Just like most of the projects, it’s a series of chances and encounters
that started everything. We wanted to shoot Zbigniew Karkowski in
Venice but the project aborted. But at the same time, Karkowski was
offered a tour in China, organized by Dickson Dee. He rapidly made me
understand that it was possible to follow during three weeks a tour
made of Chinese bands and musicians from Shanghai and Beijing. And
that’s what we decided to do withDominique Lohlé. After the shooting I
thought that it was necessary to entrust the mission of a massive
anthology of the Chinese experimental music to the person that knew it
better: Dickson Dee, because of his double cultural belonging, between
the West and the East.
Sub Rosa has always set itself the objective to show the most radical
fields of the musical production, of yesterday and today, precisely
under the form of an anthology. Where does this unflagging passion come
from? This desire to circumvent and show the avant-gardes often
confronting them to contemporary experiences?

Dataset records:

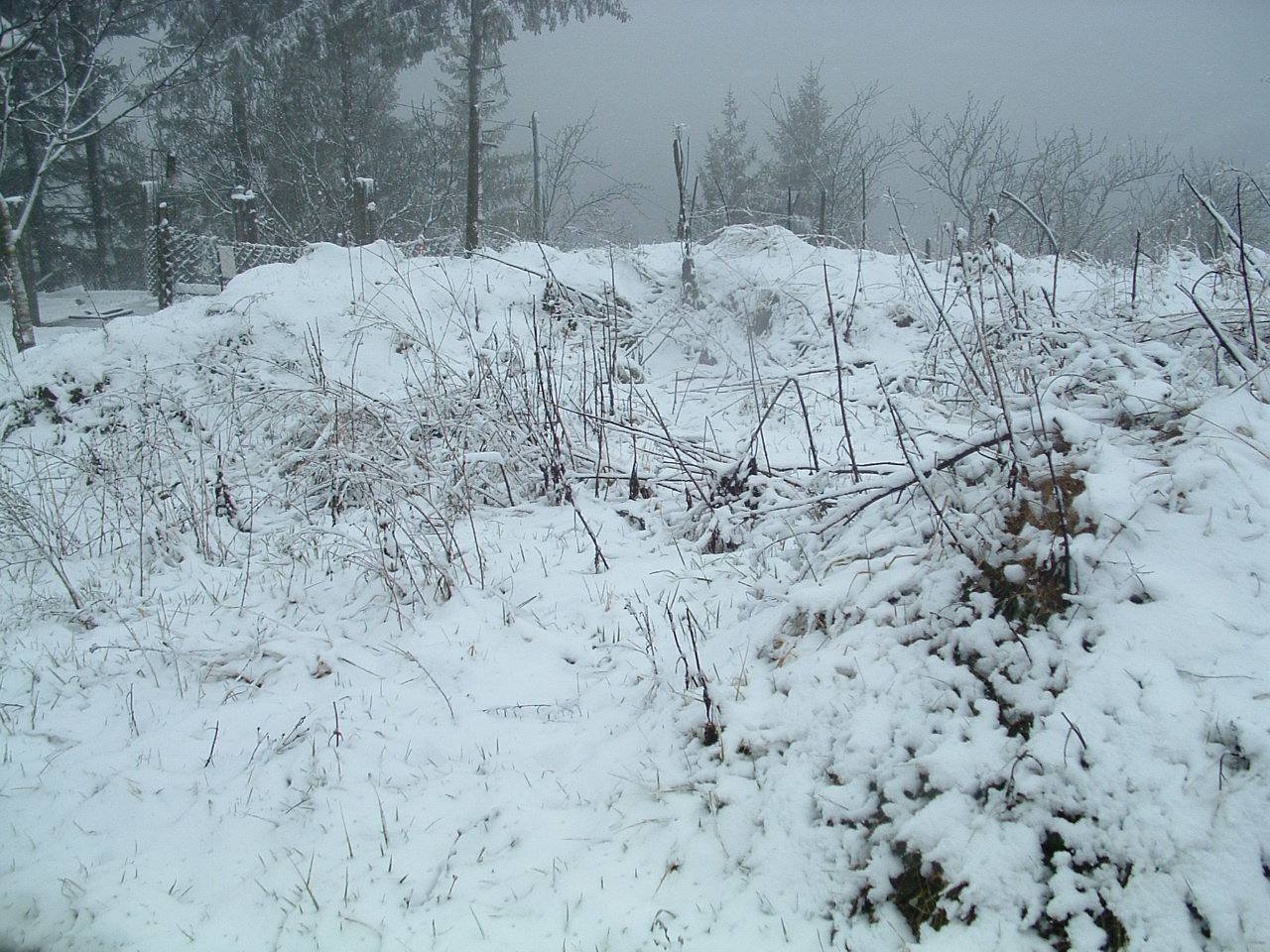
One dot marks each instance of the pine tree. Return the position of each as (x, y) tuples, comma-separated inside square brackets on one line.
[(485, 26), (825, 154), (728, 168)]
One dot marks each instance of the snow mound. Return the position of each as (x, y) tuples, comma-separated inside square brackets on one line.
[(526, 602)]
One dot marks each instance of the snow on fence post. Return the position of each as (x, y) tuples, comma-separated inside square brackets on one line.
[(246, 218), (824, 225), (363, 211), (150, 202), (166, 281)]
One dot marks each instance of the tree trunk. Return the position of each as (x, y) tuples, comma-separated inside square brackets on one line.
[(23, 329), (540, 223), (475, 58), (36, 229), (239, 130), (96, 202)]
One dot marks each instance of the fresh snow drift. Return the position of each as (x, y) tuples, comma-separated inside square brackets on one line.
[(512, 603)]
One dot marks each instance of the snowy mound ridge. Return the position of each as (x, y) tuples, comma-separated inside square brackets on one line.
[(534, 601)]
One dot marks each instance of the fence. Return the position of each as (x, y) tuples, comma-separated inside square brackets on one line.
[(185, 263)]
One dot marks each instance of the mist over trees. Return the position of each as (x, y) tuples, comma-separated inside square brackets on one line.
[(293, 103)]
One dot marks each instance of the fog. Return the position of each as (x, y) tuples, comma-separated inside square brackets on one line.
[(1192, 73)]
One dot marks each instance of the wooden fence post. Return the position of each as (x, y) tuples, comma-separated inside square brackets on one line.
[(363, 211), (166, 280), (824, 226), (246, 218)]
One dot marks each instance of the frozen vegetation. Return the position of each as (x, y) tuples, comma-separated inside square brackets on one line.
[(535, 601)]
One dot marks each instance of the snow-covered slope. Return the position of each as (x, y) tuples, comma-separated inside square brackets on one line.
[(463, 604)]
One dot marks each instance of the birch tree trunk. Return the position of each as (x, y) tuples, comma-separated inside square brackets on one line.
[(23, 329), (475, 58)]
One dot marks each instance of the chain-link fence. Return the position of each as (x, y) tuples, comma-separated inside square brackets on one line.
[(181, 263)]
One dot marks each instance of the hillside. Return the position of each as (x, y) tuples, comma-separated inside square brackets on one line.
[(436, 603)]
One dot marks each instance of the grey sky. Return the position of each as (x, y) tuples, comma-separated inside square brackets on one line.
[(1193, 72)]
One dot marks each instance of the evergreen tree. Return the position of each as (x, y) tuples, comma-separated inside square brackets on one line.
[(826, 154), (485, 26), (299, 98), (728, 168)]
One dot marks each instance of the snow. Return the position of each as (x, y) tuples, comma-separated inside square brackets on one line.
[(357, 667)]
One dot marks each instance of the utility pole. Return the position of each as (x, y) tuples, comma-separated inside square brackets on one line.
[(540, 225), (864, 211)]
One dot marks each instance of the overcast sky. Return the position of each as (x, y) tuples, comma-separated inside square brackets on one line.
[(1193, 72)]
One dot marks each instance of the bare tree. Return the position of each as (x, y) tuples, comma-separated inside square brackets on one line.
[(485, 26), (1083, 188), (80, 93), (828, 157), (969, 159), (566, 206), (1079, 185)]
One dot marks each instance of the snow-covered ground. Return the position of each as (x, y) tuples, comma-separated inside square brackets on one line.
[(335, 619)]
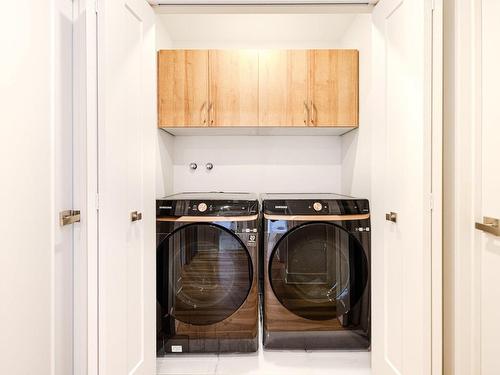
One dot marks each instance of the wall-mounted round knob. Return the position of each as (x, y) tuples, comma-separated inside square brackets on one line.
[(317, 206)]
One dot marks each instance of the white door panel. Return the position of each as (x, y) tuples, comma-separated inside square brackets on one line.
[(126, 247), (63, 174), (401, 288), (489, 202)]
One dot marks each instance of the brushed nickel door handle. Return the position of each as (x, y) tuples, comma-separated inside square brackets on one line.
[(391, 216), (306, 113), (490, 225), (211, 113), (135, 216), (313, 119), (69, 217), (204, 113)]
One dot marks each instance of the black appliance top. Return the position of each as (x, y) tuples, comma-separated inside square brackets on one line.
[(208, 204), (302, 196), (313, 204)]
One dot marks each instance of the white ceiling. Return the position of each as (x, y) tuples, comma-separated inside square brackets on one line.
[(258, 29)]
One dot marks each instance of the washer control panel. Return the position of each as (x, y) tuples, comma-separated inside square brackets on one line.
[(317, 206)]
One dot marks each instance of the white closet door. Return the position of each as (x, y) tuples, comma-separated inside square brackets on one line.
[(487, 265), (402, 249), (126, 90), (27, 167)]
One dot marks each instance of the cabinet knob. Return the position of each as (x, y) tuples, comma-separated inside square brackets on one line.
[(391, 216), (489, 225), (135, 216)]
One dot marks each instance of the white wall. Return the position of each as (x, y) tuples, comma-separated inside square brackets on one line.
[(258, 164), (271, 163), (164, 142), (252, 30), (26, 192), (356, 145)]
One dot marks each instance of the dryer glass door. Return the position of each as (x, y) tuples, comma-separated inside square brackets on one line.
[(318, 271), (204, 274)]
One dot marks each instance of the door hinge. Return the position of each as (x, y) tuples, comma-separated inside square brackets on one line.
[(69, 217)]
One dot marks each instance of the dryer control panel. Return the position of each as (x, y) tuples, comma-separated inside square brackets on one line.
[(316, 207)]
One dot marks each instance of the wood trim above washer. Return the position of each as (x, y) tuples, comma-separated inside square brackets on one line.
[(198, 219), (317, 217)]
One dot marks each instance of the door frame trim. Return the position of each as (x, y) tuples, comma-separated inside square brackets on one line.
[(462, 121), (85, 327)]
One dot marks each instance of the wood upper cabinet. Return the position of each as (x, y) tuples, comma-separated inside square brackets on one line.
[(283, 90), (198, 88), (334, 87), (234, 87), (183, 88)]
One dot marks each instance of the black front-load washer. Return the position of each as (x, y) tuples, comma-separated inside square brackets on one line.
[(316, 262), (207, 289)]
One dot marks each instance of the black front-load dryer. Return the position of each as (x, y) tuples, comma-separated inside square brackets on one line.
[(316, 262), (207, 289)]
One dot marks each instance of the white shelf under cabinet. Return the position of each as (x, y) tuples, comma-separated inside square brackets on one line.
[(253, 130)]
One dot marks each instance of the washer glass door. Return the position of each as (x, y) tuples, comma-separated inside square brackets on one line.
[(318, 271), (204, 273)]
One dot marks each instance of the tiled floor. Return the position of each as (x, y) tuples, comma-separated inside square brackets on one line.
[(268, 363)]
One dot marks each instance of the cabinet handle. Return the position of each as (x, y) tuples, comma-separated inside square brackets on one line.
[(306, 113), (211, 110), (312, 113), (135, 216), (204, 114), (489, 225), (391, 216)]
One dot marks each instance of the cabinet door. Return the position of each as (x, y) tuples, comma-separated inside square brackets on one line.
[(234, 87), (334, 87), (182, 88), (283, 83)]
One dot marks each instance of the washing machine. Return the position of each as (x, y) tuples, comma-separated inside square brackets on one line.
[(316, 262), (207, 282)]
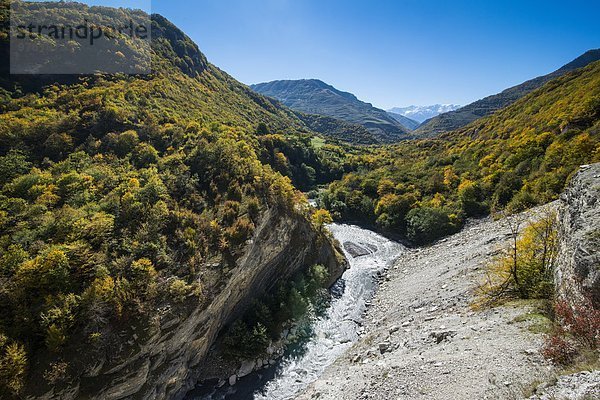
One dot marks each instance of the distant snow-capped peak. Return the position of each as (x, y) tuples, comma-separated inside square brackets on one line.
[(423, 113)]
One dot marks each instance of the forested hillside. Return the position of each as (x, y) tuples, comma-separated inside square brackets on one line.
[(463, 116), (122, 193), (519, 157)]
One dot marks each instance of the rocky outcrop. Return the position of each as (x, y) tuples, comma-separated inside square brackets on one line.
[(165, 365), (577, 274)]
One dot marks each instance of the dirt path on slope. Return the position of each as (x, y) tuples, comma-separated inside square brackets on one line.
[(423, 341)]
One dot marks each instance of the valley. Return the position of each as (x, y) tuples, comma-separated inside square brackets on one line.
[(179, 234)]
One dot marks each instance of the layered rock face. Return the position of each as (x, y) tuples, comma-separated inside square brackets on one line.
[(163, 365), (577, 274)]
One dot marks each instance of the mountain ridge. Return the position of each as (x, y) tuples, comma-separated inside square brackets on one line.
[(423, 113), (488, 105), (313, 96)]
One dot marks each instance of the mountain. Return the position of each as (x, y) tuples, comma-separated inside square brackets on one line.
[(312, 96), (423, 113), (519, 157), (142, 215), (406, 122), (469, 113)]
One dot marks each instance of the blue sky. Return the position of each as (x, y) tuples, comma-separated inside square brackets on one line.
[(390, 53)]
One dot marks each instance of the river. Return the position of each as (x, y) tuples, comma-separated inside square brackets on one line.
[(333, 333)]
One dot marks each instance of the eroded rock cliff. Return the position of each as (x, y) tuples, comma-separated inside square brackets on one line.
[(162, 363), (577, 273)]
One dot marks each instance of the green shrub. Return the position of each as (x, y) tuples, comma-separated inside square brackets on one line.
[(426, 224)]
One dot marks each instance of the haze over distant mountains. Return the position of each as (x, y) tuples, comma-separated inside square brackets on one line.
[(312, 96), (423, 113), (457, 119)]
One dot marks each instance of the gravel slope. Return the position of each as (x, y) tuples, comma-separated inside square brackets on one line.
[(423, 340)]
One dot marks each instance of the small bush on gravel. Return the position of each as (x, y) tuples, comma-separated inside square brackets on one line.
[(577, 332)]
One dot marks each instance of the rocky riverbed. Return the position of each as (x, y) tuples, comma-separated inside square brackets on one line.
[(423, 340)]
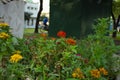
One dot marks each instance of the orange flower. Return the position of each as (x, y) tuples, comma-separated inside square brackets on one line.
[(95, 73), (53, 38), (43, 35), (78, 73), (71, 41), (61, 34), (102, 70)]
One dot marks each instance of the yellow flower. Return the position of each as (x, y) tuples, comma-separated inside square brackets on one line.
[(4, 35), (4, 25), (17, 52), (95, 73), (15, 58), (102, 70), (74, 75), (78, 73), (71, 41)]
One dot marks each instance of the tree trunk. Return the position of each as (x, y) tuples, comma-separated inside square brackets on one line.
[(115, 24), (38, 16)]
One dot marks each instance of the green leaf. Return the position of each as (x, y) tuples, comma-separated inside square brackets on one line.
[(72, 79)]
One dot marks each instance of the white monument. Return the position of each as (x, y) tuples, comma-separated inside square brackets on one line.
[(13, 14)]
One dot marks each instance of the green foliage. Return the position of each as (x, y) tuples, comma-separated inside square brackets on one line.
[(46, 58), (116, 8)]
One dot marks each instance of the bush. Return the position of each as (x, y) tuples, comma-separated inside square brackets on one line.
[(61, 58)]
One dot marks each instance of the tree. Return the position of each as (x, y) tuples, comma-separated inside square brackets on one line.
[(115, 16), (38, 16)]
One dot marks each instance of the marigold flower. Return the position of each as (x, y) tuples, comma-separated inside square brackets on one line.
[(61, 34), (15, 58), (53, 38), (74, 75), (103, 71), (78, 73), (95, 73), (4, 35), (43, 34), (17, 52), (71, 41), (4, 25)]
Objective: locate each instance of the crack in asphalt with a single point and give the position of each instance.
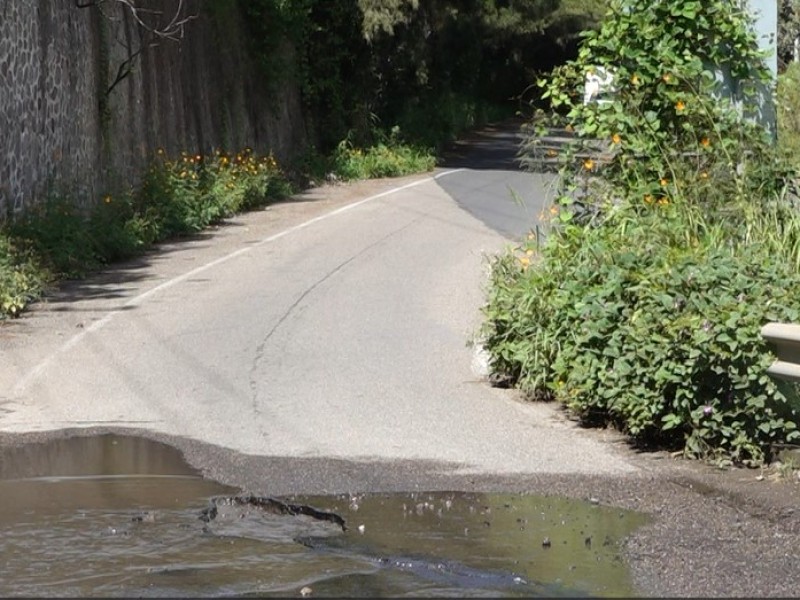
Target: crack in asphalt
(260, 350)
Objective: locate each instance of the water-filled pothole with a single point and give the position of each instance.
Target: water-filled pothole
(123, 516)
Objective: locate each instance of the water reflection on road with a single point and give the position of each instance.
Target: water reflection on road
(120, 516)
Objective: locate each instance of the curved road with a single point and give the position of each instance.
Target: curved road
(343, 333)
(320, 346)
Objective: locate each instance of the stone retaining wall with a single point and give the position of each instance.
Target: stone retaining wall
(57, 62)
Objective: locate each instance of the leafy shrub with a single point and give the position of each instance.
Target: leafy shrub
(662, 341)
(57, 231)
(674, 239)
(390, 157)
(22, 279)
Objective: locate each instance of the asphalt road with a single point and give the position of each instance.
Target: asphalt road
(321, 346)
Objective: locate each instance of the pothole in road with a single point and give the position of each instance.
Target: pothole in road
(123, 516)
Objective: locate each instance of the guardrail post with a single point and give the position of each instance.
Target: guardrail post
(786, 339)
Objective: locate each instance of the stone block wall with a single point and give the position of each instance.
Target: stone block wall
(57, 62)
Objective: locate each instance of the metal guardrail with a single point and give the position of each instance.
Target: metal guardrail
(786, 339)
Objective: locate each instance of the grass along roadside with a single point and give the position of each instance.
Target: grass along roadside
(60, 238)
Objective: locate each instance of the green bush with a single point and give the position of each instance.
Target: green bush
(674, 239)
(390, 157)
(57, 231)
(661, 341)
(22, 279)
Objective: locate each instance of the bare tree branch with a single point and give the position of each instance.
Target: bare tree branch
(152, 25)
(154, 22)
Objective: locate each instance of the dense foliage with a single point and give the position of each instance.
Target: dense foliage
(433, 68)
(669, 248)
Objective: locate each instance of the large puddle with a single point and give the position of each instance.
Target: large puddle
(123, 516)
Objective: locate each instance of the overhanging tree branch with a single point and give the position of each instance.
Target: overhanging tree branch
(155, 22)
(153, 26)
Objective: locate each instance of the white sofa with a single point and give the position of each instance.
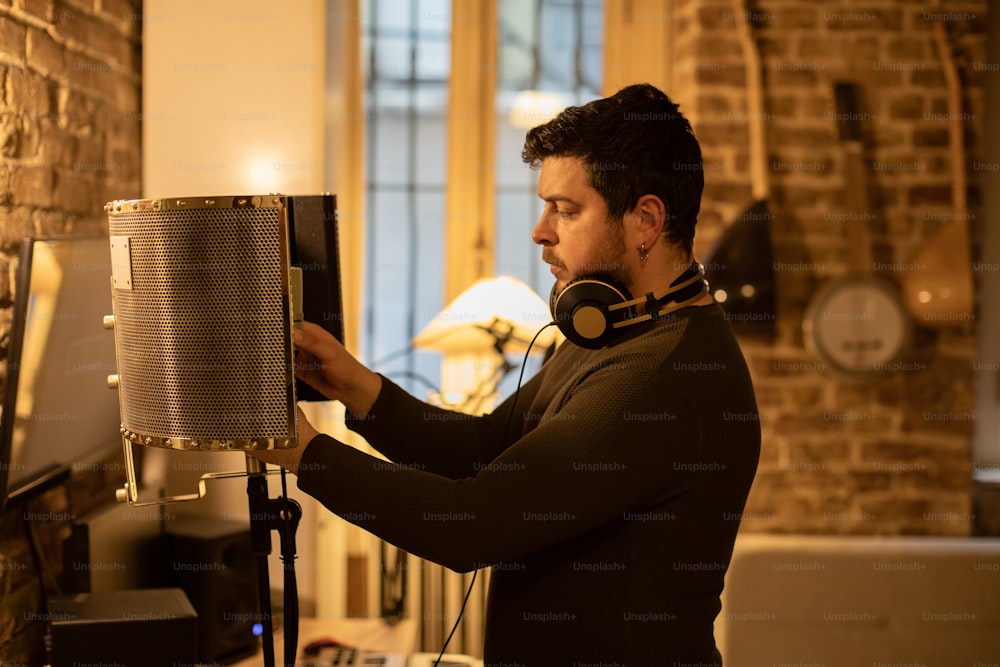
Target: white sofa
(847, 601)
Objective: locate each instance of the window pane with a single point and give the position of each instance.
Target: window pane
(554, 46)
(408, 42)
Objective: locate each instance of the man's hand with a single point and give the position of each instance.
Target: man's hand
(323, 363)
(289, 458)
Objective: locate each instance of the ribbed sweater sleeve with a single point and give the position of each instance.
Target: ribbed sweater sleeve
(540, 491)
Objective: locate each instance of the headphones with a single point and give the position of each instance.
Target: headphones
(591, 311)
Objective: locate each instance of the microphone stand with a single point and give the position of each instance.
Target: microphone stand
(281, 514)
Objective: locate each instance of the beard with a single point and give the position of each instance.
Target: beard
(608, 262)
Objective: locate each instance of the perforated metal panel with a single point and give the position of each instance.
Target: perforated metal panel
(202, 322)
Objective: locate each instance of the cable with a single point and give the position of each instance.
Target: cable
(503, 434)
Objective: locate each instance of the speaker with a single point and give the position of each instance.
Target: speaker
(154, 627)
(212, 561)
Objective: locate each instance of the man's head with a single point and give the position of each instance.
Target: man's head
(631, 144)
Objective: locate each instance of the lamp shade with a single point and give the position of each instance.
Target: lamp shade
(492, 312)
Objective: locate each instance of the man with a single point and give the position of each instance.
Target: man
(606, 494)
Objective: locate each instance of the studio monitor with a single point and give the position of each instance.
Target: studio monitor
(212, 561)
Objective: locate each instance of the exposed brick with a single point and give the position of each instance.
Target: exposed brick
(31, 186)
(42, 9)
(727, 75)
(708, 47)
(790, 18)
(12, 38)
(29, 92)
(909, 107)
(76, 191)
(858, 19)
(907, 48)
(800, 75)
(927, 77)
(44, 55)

Problems and tasks:
1. Please pull out the entries word for word, beginning at the first line of the entries and stopping after the line that has "[(293, 103)]", with both ends included, and leave the pictures out.
2. Extend the text about the Chinese experimental music anthology, picking up right after its final sentence.
The text and the entries have no connection to each other.

Results of the exercise:
1.
One dot marks each instance of the pine tree. Return the position of each as (x, y) tuples, comma-separated inside square brackets on one line.
[(485, 26), (825, 154), (728, 168)]
One dot marks each instance of the snow mound. Return the position of each as (x, y) tuples, comma-separated inside square brackets on one line.
[(526, 602)]
One dot marks each instance of the snow on fence post. Return the position of each as (x, y) tuples, comma-separated inside square brackets on one line.
[(246, 218), (824, 225), (363, 211), (150, 202), (166, 281)]
One dot marks each instance of the tree trunk. Return the position of each as (x, y) tuples, comma-separated inside square brackets on one line.
[(23, 329), (540, 223), (475, 58), (36, 229), (239, 130), (96, 202)]
One dot marks each instance of the fresh snow drift. Return the position of each as (x, y) tuples, comma-separated inside square brackets on one line.
[(512, 603)]
One dot marks each instance of the snowy mound ridge. Return the position of each as (x, y) tuples, comma-separated inside square brackets on one line.
[(534, 601)]
One dot marks each instance of the fence. Return the position of each as (x, y) tuples, comma-separated inside square brackets on one line.
[(185, 263)]
One dot marks each instance of the mist over trees. Return the position of each as (x, y) tuples, comma-separated inside square brackets on one line.
[(293, 103)]

2.
These roots are deep and it’s without a doubt not the place to develop
the “issue”. Let’s simply say that History is made of discovered
elements and it’s up to you to discover more elements to modify it.
Because nothing is established once and for all. New pieces of Pauline
Oliveros from the beginning of the 60s for example, a composition of
Halim El-Dahb broadcasted in 1944 on the Egyptian national radio, the
ill-considered work of Tod Dockstader… All these elements, when
discovered, can modify the already written History. Moreover, it is
necessary to keep track of all this before it disappears in the
indifference and the movement particular to our century.
Let’s go back to the anthology. There are four records, but it
must have been difficult to make a choice. How did you manage the
artistic direction?
In reality Dickson Dee really contributed to a significant part of this
scene. During ten years, and still today, he’s been organizing tours.
He never stopped broadcasting experimental music, encouraging,
organizing tours, producing young composers, going and meeting them.
With Yan Jun, we thought that he was the one who knew the Chinese
experimental music scene better. The structure was similar for each
record: 12 artists. Four records, 48 artists. To me, and without aiming
to be exhaustive, it gives a base sufficiently serious for an
exploration. It is by the way how I worked on the series of noise and
electronic Anthologies, released in 2001. For this, Dickson mixed Hong
Kong pioneers and much more recent artists, from Popular China, like
Wang Fan, for example, considered by all as the one who was the first
and in an independent way, to compose and produce experimental music in
popular China in 1996.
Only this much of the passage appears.